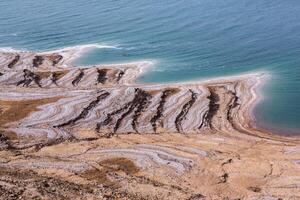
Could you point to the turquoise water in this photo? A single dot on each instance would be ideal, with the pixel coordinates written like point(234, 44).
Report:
point(195, 39)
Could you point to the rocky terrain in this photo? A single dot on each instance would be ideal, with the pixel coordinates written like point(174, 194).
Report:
point(92, 132)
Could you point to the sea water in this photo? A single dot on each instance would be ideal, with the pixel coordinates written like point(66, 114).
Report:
point(186, 39)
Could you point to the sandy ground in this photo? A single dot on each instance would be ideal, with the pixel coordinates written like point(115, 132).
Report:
point(92, 132)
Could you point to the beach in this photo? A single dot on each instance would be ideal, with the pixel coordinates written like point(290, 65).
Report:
point(95, 132)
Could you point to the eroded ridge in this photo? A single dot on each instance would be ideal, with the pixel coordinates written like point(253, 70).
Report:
point(93, 133)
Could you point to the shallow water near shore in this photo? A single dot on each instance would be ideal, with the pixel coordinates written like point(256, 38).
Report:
point(188, 41)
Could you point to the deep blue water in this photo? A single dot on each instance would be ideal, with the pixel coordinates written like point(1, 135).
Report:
point(194, 39)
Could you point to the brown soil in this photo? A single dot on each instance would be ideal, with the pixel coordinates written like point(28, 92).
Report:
point(11, 111)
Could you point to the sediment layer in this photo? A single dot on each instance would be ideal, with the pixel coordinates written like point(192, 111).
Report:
point(92, 132)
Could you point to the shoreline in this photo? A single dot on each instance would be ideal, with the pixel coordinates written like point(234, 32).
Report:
point(95, 132)
point(70, 54)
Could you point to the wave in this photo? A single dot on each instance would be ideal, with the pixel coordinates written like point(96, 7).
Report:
point(77, 48)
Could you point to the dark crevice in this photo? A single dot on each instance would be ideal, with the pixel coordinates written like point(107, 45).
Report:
point(196, 197)
point(185, 109)
point(78, 78)
point(101, 76)
point(56, 58)
point(85, 111)
point(234, 103)
point(139, 101)
point(5, 143)
point(160, 108)
point(54, 78)
point(142, 105)
point(213, 108)
point(224, 178)
point(14, 61)
point(29, 77)
point(141, 97)
point(120, 75)
point(37, 61)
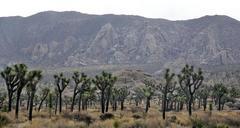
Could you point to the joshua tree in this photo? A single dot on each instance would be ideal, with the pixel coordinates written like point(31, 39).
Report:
point(148, 92)
point(123, 93)
point(43, 95)
point(168, 88)
point(138, 96)
point(21, 72)
point(115, 97)
point(77, 88)
point(102, 83)
point(33, 78)
point(61, 83)
point(50, 103)
point(190, 81)
point(3, 96)
point(219, 90)
point(11, 81)
point(203, 94)
point(234, 92)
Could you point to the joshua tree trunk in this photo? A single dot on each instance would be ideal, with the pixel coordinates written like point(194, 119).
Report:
point(147, 104)
point(108, 99)
point(60, 102)
point(56, 105)
point(17, 105)
point(30, 107)
point(102, 102)
point(190, 105)
point(73, 102)
point(164, 105)
point(204, 104)
point(28, 102)
point(40, 105)
point(79, 102)
point(122, 104)
point(219, 103)
point(10, 102)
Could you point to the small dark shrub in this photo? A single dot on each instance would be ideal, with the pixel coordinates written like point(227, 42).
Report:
point(106, 116)
point(84, 118)
point(137, 116)
point(138, 124)
point(173, 119)
point(79, 117)
point(3, 120)
point(116, 124)
point(137, 109)
point(197, 123)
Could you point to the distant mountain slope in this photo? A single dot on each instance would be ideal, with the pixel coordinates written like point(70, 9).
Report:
point(75, 39)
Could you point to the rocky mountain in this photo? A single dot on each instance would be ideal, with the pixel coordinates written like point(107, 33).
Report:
point(68, 39)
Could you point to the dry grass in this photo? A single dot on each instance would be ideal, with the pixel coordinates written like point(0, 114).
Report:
point(124, 119)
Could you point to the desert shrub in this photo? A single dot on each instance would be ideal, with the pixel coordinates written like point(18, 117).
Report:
point(106, 116)
point(4, 108)
point(138, 124)
point(116, 124)
point(137, 109)
point(232, 121)
point(84, 118)
point(4, 120)
point(197, 123)
point(172, 119)
point(79, 117)
point(136, 116)
point(222, 126)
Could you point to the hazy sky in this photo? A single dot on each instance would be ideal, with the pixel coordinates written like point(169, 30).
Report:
point(169, 9)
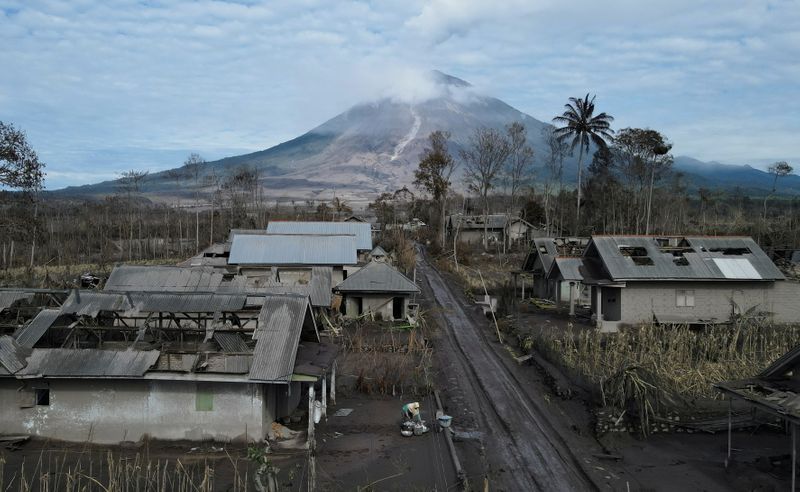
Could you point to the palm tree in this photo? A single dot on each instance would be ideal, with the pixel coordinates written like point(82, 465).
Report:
point(582, 127)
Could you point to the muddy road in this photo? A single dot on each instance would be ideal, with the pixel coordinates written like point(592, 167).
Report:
point(523, 450)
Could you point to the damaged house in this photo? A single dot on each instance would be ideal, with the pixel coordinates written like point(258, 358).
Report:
point(684, 280)
point(379, 289)
point(106, 367)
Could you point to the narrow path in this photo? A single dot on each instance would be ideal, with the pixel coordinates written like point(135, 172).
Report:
point(517, 434)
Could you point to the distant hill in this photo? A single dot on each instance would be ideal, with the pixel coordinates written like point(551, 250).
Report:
point(375, 147)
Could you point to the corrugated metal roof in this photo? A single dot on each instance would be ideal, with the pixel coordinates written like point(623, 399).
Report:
point(696, 261)
point(227, 364)
point(377, 251)
point(175, 362)
point(280, 324)
point(187, 302)
point(133, 278)
point(12, 354)
point(231, 341)
point(568, 268)
point(540, 258)
point(29, 334)
point(89, 363)
point(9, 297)
point(294, 249)
point(321, 285)
point(467, 222)
point(377, 277)
point(361, 230)
point(89, 303)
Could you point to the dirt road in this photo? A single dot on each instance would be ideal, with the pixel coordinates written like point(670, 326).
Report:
point(523, 449)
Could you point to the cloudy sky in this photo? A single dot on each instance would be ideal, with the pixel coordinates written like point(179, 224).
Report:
point(101, 87)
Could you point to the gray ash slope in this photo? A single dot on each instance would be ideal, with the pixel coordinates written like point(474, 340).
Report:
point(375, 147)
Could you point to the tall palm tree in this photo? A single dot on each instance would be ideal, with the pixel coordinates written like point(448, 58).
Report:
point(582, 127)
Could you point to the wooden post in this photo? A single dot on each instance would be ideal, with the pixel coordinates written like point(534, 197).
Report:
point(730, 429)
point(312, 472)
point(333, 383)
point(325, 396)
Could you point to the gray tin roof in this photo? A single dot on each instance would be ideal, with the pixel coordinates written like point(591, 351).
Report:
point(280, 324)
point(12, 354)
point(89, 303)
point(467, 222)
point(377, 277)
point(294, 249)
point(88, 363)
point(9, 297)
point(231, 341)
point(568, 268)
point(700, 258)
point(29, 334)
point(162, 278)
point(361, 230)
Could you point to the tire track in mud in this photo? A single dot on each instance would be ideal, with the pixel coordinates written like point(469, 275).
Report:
point(516, 430)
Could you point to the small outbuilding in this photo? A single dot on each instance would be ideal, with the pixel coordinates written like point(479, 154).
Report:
point(379, 289)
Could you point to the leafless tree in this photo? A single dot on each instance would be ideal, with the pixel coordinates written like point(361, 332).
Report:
point(484, 159)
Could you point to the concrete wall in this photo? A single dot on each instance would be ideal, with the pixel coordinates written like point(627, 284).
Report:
point(712, 300)
point(377, 303)
point(475, 236)
point(110, 411)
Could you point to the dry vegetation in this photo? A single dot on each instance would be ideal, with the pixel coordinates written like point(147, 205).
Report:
point(58, 470)
point(650, 370)
point(387, 359)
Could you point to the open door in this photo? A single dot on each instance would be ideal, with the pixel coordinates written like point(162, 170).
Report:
point(397, 308)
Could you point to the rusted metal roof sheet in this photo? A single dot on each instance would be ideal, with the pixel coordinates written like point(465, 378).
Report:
point(132, 278)
point(29, 334)
point(698, 259)
point(280, 324)
point(377, 277)
point(89, 363)
point(9, 297)
point(12, 354)
point(231, 341)
point(226, 364)
point(175, 362)
point(294, 249)
point(361, 230)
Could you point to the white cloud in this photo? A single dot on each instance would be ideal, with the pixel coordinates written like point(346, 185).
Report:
point(82, 77)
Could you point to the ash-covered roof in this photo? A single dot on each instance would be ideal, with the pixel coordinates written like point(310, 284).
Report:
point(361, 230)
point(294, 249)
point(130, 278)
point(377, 277)
point(682, 258)
point(280, 324)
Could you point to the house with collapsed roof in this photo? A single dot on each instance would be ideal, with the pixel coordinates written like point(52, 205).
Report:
point(106, 367)
point(684, 280)
point(498, 227)
point(291, 258)
point(560, 281)
point(379, 289)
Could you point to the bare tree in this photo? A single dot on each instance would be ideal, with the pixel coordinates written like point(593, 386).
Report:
point(519, 164)
point(434, 171)
point(193, 167)
point(483, 161)
point(129, 183)
point(779, 170)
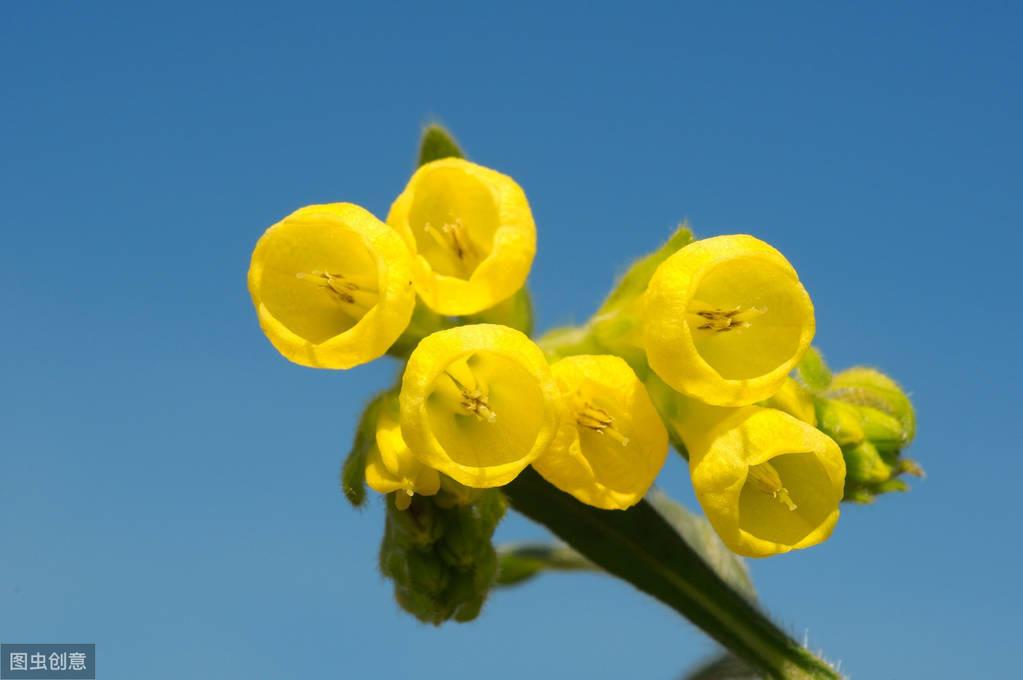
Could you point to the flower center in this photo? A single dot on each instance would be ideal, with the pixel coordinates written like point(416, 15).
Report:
point(453, 238)
point(714, 319)
point(766, 480)
point(474, 398)
point(356, 296)
point(595, 418)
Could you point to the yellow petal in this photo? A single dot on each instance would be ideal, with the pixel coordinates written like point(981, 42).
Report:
point(478, 403)
point(331, 285)
point(794, 400)
point(391, 466)
point(611, 445)
point(767, 482)
point(472, 234)
point(725, 320)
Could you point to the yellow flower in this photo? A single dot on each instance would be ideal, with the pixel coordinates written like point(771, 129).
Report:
point(794, 400)
point(611, 444)
point(392, 467)
point(331, 285)
point(478, 403)
point(767, 482)
point(472, 233)
point(725, 320)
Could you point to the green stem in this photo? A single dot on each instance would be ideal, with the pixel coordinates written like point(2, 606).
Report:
point(640, 547)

·····

▶ **GIVEN REQUEST**
Turn the listing, from its start up to and including the line containing "point(195, 39)", into a JSON list of strings with one string per line. Leave out blank lines and pictures.

▶ **WRITTEN SOLUTION**
[
  "Could you point to the turquoise water in this photo? A single dot on each instance would be ideal, with the pixel coordinates written like point(234, 44).",
  "Report:",
  "point(195, 39)"
]